[Given exercise]: Report how many lines in the records below contain the string "dark", matching case exactly. Give only the number.

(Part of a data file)
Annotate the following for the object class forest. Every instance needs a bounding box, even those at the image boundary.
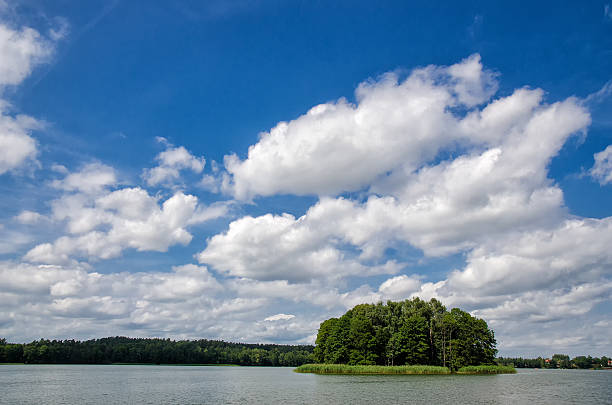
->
[0,337,313,367]
[314,298,497,370]
[496,354,612,369]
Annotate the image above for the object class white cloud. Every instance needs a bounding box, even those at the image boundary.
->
[0,23,54,89]
[0,22,54,175]
[264,314,295,322]
[225,55,496,199]
[378,274,421,301]
[52,163,117,194]
[142,138,206,186]
[0,105,41,175]
[589,145,612,185]
[25,164,229,264]
[15,210,44,225]
[198,211,399,282]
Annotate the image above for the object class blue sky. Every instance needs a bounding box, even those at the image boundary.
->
[0,0,612,355]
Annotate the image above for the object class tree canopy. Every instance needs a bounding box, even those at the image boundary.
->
[314,298,497,370]
[0,337,313,366]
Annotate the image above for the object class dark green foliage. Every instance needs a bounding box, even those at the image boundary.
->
[495,354,611,369]
[457,365,516,374]
[294,364,452,374]
[0,337,314,367]
[314,298,497,370]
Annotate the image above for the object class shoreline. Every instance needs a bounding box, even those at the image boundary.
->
[293,364,516,375]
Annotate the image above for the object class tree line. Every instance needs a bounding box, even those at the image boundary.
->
[314,298,497,370]
[495,354,612,369]
[0,337,313,367]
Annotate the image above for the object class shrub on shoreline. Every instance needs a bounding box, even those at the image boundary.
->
[457,366,516,374]
[295,364,450,375]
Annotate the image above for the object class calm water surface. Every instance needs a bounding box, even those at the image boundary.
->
[0,365,612,405]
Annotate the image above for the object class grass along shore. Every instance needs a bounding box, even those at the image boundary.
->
[457,366,516,374]
[294,364,516,375]
[294,364,450,375]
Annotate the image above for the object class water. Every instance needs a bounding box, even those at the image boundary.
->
[0,365,612,405]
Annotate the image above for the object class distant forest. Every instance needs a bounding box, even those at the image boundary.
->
[0,337,314,367]
[314,298,497,370]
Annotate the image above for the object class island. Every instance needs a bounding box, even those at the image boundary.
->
[295,298,516,374]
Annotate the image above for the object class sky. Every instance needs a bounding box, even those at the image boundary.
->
[0,0,612,356]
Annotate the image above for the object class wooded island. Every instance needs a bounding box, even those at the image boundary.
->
[314,298,497,371]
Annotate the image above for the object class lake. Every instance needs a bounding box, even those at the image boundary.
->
[0,365,612,405]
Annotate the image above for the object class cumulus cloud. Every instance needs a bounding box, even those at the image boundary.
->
[0,22,59,175]
[15,210,44,225]
[198,208,399,282]
[198,85,590,280]
[0,104,41,175]
[52,163,117,194]
[0,23,54,89]
[191,57,612,352]
[589,145,612,185]
[142,138,206,186]
[225,55,497,199]
[25,164,228,264]
[264,314,295,322]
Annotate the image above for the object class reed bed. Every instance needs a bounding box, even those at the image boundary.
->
[457,366,516,374]
[294,364,450,375]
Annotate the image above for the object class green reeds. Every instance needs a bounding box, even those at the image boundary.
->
[457,366,516,374]
[294,364,450,375]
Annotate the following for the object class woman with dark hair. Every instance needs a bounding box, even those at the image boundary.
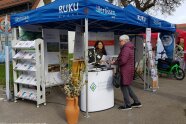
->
[94,40,107,63]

[Solution to the problem]: 2